[DESCRIPTION OF THE TASK] What you return must be the complete listing, unchanged.

|---|

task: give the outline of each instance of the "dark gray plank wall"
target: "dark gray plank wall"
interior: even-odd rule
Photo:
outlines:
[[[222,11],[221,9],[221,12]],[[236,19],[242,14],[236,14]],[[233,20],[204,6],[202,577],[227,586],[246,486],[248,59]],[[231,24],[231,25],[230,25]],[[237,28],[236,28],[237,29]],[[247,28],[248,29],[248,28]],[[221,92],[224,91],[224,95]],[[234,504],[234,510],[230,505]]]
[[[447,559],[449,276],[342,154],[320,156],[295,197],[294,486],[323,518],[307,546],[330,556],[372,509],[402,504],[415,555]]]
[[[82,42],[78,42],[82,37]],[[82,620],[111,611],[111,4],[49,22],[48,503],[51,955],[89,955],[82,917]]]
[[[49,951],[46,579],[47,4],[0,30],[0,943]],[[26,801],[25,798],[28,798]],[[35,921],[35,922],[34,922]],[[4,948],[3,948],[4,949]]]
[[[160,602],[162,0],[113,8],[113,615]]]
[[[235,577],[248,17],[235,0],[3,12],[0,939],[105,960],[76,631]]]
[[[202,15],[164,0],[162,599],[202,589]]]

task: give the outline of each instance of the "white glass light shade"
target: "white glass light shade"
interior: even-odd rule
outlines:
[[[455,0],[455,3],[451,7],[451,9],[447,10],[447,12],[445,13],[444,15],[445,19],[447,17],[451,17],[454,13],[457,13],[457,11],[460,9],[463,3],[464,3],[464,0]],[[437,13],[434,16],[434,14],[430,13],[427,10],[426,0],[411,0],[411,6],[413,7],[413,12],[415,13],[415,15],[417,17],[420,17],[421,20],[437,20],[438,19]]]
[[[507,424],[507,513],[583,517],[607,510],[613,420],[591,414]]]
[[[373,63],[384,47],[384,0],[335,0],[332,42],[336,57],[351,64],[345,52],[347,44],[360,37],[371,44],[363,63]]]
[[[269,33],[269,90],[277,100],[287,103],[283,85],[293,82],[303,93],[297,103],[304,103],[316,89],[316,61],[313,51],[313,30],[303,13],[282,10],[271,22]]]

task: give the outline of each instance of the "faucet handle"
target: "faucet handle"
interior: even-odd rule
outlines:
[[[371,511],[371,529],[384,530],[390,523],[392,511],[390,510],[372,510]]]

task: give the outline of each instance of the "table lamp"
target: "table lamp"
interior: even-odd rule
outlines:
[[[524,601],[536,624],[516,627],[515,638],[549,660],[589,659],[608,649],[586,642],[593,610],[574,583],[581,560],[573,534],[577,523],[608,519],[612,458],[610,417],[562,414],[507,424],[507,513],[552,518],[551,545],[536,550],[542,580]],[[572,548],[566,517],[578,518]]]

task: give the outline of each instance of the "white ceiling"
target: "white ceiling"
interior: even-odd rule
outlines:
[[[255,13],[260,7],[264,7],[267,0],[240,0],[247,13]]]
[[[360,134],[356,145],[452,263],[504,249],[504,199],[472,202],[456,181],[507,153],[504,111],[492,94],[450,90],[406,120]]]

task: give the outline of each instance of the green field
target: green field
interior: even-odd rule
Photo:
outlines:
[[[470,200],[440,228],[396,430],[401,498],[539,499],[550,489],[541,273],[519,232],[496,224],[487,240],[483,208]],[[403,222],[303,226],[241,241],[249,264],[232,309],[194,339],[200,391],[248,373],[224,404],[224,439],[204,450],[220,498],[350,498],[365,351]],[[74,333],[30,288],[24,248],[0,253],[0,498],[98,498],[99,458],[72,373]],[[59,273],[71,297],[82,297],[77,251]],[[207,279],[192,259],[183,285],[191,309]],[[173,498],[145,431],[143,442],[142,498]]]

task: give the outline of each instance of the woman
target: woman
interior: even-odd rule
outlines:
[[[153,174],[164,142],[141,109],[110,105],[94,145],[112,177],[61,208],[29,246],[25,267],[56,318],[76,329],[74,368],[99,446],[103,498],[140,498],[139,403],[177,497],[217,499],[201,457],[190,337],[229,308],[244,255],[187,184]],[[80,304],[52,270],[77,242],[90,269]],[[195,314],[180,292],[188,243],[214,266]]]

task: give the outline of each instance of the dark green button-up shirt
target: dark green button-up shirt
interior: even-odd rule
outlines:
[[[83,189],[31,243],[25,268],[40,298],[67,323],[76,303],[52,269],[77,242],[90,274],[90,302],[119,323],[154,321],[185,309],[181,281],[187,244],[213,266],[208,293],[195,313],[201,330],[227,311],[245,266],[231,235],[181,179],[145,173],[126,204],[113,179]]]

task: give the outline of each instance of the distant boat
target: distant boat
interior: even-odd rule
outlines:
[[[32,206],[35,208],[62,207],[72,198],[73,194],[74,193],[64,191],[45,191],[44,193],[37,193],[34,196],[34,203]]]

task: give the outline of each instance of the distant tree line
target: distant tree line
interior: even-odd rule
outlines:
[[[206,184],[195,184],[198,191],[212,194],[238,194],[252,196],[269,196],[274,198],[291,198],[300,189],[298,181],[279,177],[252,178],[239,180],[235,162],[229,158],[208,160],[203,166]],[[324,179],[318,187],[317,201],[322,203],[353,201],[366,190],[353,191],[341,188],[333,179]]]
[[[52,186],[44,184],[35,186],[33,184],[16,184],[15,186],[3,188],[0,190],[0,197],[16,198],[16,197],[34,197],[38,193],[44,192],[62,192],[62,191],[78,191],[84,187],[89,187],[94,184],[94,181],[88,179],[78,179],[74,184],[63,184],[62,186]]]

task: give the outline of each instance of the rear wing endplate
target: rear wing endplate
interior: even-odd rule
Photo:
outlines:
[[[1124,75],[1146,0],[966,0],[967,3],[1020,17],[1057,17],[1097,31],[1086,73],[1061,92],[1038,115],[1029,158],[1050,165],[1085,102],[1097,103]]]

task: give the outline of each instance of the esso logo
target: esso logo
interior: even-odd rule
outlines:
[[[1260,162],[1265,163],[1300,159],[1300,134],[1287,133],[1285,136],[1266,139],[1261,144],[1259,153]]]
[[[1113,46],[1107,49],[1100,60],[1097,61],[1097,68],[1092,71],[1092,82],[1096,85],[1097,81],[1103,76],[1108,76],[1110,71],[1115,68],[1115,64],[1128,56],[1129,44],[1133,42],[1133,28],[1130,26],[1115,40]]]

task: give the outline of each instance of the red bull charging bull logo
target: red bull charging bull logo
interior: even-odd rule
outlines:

|---|

[SOLUTION TO THE PROBLEM]
task: give the outline of each instance of the "dark gray plank wall"
target: "dark gray plank wall"
interior: even-odd rule
Photo:
outlines:
[[[222,11],[221,9],[221,12]],[[236,19],[242,14],[236,14]],[[233,20],[204,6],[202,577],[227,586],[246,486],[248,59]],[[231,24],[231,25],[230,25]],[[237,28],[236,28],[237,29]],[[247,28],[248,29],[248,28]],[[221,92],[224,91],[224,95]],[[234,504],[234,510],[230,505]]]
[[[447,559],[449,276],[342,154],[320,156],[295,197],[294,486],[323,518],[307,546],[330,556],[372,509],[402,504],[415,555]]]
[[[82,42],[78,42],[82,37]],[[82,620],[111,611],[111,4],[49,22],[48,503],[51,955],[89,955],[82,917]]]
[[[49,951],[46,579],[47,4],[0,30],[0,943]],[[26,801],[25,798],[28,798]],[[35,921],[35,922],[34,922]],[[4,948],[3,948],[4,949]]]
[[[160,602],[162,0],[113,8],[113,615]]]
[[[235,577],[248,17],[235,0],[3,12],[0,939],[105,960],[76,631]]]
[[[202,15],[164,0],[162,599],[202,589]]]

task: give the outline of each instance of the "white glass light shade"
target: "white glass light shade"
interior: even-odd rule
outlines:
[[[455,0],[455,3],[451,7],[451,9],[447,10],[447,12],[445,13],[444,15],[445,19],[447,17],[451,17],[454,13],[457,13],[457,11],[460,9],[463,3],[464,3],[464,0]],[[437,13],[434,16],[434,14],[430,13],[427,10],[426,0],[411,0],[411,6],[413,7],[413,12],[415,13],[415,15],[417,17],[420,17],[421,20],[437,20],[438,19]]]
[[[507,424],[507,513],[583,517],[607,510],[613,420],[591,414]]]
[[[373,63],[384,47],[384,0],[335,0],[332,42],[336,57],[351,64],[345,52],[347,44],[360,37],[371,44],[363,63]]]
[[[269,33],[269,90],[277,100],[287,103],[283,85],[293,82],[303,93],[297,103],[304,103],[316,89],[316,61],[313,51],[313,30],[303,13],[282,10],[271,22]]]

task: give the outline of each instance of the "faucet handle"
target: "faucet handle"
interior: even-odd rule
outlines:
[[[371,511],[371,529],[384,530],[390,523],[392,511],[390,510],[372,510]]]

task: give the outline of each instance of the "table lamp"
target: "table lamp"
interior: even-odd rule
outlines:
[[[524,601],[536,624],[516,627],[515,638],[549,660],[589,659],[608,649],[586,642],[593,610],[574,583],[581,560],[573,534],[577,523],[608,519],[612,458],[610,417],[562,414],[507,424],[507,513],[552,518],[551,545],[536,550],[542,580]],[[572,548],[566,517],[578,518]]]

task: give the outline of each instance of the "white ceiling"
target: "white ceiling"
interior: even-odd rule
outlines:
[[[255,13],[260,7],[264,7],[267,0],[240,0],[247,13]]]
[[[360,134],[356,145],[452,263],[504,249],[504,199],[472,202],[456,181],[507,153],[504,111],[492,94],[450,90],[406,120]]]

task: give the outline of each instance of the green field
target: green field
interior: even-odd rule
Photo:
outlines:
[[[470,200],[440,228],[396,430],[401,498],[539,499],[550,489],[541,273],[519,232],[496,224],[487,240],[483,208]],[[403,222],[303,226],[241,241],[249,264],[232,309],[194,339],[200,391],[248,373],[224,404],[224,439],[204,450],[220,498],[350,498],[365,351]],[[74,333],[30,288],[24,248],[0,253],[0,498],[98,498],[99,458],[72,373]],[[59,273],[71,297],[82,297],[77,251]],[[207,279],[192,259],[183,285],[191,309]],[[173,498],[145,431],[143,442],[142,498]]]

task: give the outline of each instance of the woman
target: woman
interior: even-odd rule
outlines:
[[[153,174],[164,142],[141,109],[110,105],[94,145],[112,177],[61,208],[29,246],[25,267],[56,318],[76,329],[74,368],[99,446],[103,498],[140,498],[139,403],[177,497],[217,499],[201,457],[190,337],[229,308],[244,255],[187,184]],[[80,304],[52,270],[77,242],[90,269]],[[195,314],[180,292],[188,243],[214,266]]]

task: give the outline of each instance of the dark green button-up shirt
target: dark green button-up shirt
interior: even-odd rule
outlines:
[[[83,189],[31,243],[25,268],[40,298],[67,323],[76,303],[52,269],[77,242],[90,274],[90,302],[119,323],[154,321],[185,309],[181,281],[187,244],[213,266],[208,293],[195,313],[201,330],[227,311],[245,266],[231,235],[181,179],[145,173],[126,204],[113,179]]]

task: give the outline of each instance of the distant boat
target: distant boat
interior: even-odd rule
outlines:
[[[32,206],[35,208],[62,207],[72,198],[73,194],[74,193],[64,191],[45,191],[44,193],[37,193],[34,196],[34,203]]]

task: give the outline of each instance of the distant tree line
target: distant tree line
interior: even-odd rule
outlines:
[[[206,184],[195,184],[198,191],[212,194],[238,194],[252,196],[269,196],[274,198],[291,198],[300,189],[298,181],[279,177],[252,178],[239,180],[235,162],[229,158],[208,160],[203,166]],[[324,179],[318,187],[317,201],[322,203],[353,201],[366,190],[353,191],[341,188],[333,179]]]
[[[52,186],[44,184],[35,186],[33,184],[16,184],[15,186],[3,188],[0,190],[0,197],[16,198],[16,197],[34,197],[38,193],[44,192],[62,192],[62,191],[78,191],[84,187],[89,187],[94,184],[94,181],[88,179],[78,179],[74,184],[63,184],[62,186]]]

task: give the outline of each instance of the rear wing endplate
target: rear wing endplate
interior: even-odd rule
Photo:
outlines:
[[[1124,75],[1146,0],[966,0],[967,3],[1020,17],[1057,17],[1097,31],[1086,73],[1061,92],[1038,115],[1029,158],[1050,165],[1085,102],[1097,103]]]

task: give the outline of each instance of the esso logo
target: esso logo
interior: even-odd rule
outlines:
[[[1260,162],[1265,163],[1300,159],[1300,134],[1287,133],[1285,136],[1266,139],[1261,144],[1259,153]]]
[[[1113,46],[1107,49],[1100,60],[1097,61],[1097,68],[1092,71],[1092,82],[1096,85],[1097,81],[1103,76],[1108,76],[1110,71],[1115,68],[1115,64],[1128,56],[1129,44],[1133,42],[1133,28],[1130,26],[1115,40]]]

task: give the outline of each instance of the red bull charging bull logo
target: red bull charging bull logo
interior: even-odd rule
outlines:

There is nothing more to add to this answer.